_Page extract_.
________________________

Missing in action

Caught in the crosshairs of jittery soldiers, Iraqi civilians are feeling the full force of occupation, writes Nyier Abdou

Around 10.30pm on 26 June, 12-year-old Mohamed Sobhi Hassan Al-Qubaisi was hauling bedding up to the roof, as he did every evening, as he and his brothers preferred to sleep there. By 11pm Mohamed was dead in the back of a neighbour's car.

Pausing on the steps to look at US soldiers from the 82nd Airborne Division conducting searches in the neighbourhood, Mohamed was shot by a soldier. One Iraqi who witnessed the event told researchers from the London-based human rights watchdog Amnesty International that when he saw the soldier aim his gun, he cautioned him that the boy was carrying what looked like a baby. The soldier reportedly replied that it was "no baby" and shot the boy.

Mohamed initially survived, his parents say. As soldiers burst into the house to search it, two neighbours put Mohamed in a car and headed for the local hospital -- less than a 10-minute drive. But they found the road blocked by an impromptu checkpoint. Soldiers barred the car from advancing, instead detaining the neighbours, who were made to lie face down on the ground. After about 15 minutes, the neighbours were sent home because the 11pm curfew was now in effect. Mohamed was dead.

The military, which questioned witnesses two weeks later, did not conduct an investigation. Researchers from the New York-based Human Rights Watch (HRW) were told simply: "The kid had an AK-47 on the steps". The family was offered $500 to cover funeral expenses.

________________________

_Task instructions_.
**1.** Answer these questions about the article on Iraqi civilians under occupation:
(a) Around what time did Mohamed begin hauling bedding up to the roof?
(b) Which US division were the soldiers conducting searches from?
(c) How much money was the family offered, and for what purpose?
**2.** Carry on the article on Iraqi civilians under occupation from its last sentence.
The items that follow were drawn from a different source than this article.

________________________

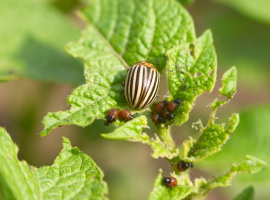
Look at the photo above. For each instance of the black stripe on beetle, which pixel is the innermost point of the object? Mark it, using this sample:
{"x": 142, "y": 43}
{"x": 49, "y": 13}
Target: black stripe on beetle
{"x": 141, "y": 85}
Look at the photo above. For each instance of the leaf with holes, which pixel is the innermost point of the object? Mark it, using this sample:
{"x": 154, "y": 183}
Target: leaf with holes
{"x": 213, "y": 136}
{"x": 120, "y": 34}
{"x": 73, "y": 175}
{"x": 229, "y": 81}
{"x": 17, "y": 179}
{"x": 250, "y": 165}
{"x": 132, "y": 131}
{"x": 183, "y": 189}
{"x": 246, "y": 194}
{"x": 191, "y": 70}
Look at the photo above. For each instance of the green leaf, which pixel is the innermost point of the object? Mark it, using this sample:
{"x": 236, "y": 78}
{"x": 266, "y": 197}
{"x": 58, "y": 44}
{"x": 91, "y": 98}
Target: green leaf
{"x": 17, "y": 179}
{"x": 188, "y": 2}
{"x": 212, "y": 138}
{"x": 161, "y": 192}
{"x": 229, "y": 81}
{"x": 213, "y": 135}
{"x": 32, "y": 41}
{"x": 191, "y": 70}
{"x": 117, "y": 37}
{"x": 249, "y": 165}
{"x": 74, "y": 175}
{"x": 141, "y": 30}
{"x": 253, "y": 135}
{"x": 132, "y": 131}
{"x": 256, "y": 9}
{"x": 246, "y": 194}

________________________

_Results in order_.
**1.**
(a) Around 10.30pm.
(b) The 82nd Airborne Division.
(c) $500, to cover funeral expenses.

**2.**
Found in Amnesty International's July "Memorandum on Concerns Relating to Law and Order", the case study of Mohamed Al-Qubaisi also appears among the 18 "legally questionable" civilian deaths detailed by HRW in its report "Hearts and Minds: Post-war Civilian Deaths in Baghdad Caused by US Forces", issued last week. The group says it has confirmed 20 such deaths between 1 May (when major combat operations in Iraq were declared over) and 30 September, and estimates the number of civilian deaths caused by the US military in "questionable circumstances" to be 94. Failing to adequately investigate these deaths, says HRW, is one way the US-led coalition is losing the peace in Iraq.

Fred Abrahams, who authored the HRW report, told Al-Ahram Weekly that the most important thing that Iraqis want to see is that the US "cares about them and their country". Many seem to realise, Abrahams suggests, that "accidents happen and civilians get killed". It's what comes after that is the problem. "They would welcome active and aggressive investigations as a sign that the military and the United States considers their well-being a priority. The lack of concern is a sign of the military's indifference."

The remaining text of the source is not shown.